[Action item]:
With nothing left out, repeat every entry exactly.

[Extracted data]:
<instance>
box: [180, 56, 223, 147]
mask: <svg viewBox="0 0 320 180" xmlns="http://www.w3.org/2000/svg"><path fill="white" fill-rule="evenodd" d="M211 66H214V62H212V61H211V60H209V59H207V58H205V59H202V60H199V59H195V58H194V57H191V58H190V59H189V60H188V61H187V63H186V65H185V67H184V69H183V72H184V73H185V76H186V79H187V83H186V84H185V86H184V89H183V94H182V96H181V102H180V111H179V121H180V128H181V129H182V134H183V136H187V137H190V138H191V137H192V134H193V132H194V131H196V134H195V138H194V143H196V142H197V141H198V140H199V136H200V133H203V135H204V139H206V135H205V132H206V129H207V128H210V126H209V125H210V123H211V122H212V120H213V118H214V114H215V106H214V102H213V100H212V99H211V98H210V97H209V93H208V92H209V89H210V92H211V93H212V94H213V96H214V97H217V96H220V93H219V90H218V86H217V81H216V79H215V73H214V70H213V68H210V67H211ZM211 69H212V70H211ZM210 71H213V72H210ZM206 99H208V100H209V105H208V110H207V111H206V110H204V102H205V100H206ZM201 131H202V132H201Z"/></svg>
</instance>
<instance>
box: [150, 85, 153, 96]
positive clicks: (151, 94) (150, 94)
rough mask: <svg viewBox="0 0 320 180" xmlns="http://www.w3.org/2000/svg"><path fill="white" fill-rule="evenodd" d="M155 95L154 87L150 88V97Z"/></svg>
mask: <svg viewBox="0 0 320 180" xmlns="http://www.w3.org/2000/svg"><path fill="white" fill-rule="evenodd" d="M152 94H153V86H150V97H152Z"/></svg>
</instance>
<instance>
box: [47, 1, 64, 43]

[Solution to this problem]:
<instance>
box: [180, 56, 223, 147]
mask: <svg viewBox="0 0 320 180" xmlns="http://www.w3.org/2000/svg"><path fill="white" fill-rule="evenodd" d="M211 66H214V62H212V61H211V60H209V59H207V58H205V59H202V60H199V59H195V58H194V57H191V58H190V59H189V60H188V61H187V63H186V65H185V67H184V69H183V72H184V73H185V76H186V79H187V83H186V84H185V86H184V89H183V94H182V96H181V102H180V111H179V121H180V128H181V129H182V134H183V136H187V137H190V138H191V137H192V134H193V132H194V131H196V134H195V138H194V143H196V142H197V141H198V140H199V136H200V133H203V135H204V139H206V135H205V132H206V129H207V128H210V126H209V125H210V123H211V122H212V120H213V118H214V114H215V106H214V102H213V100H212V99H211V98H210V97H209V93H208V92H209V89H210V92H211V93H212V94H213V96H214V97H217V96H220V93H219V90H218V86H217V81H216V79H215V73H214V70H213V68H210V67H211ZM211 69H212V70H211ZM210 71H213V72H210ZM206 99H208V100H209V105H208V110H207V111H206V110H204V102H205V100H206ZM201 131H202V132H201Z"/></svg>
</instance>
<instance>
box: [150, 85, 153, 96]
positive clicks: (151, 94) (150, 94)
rough mask: <svg viewBox="0 0 320 180" xmlns="http://www.w3.org/2000/svg"><path fill="white" fill-rule="evenodd" d="M155 95L154 87L150 88V97Z"/></svg>
mask: <svg viewBox="0 0 320 180" xmlns="http://www.w3.org/2000/svg"><path fill="white" fill-rule="evenodd" d="M152 94H153V86H150V97H152Z"/></svg>
</instance>
<instance>
box: [47, 1, 64, 43]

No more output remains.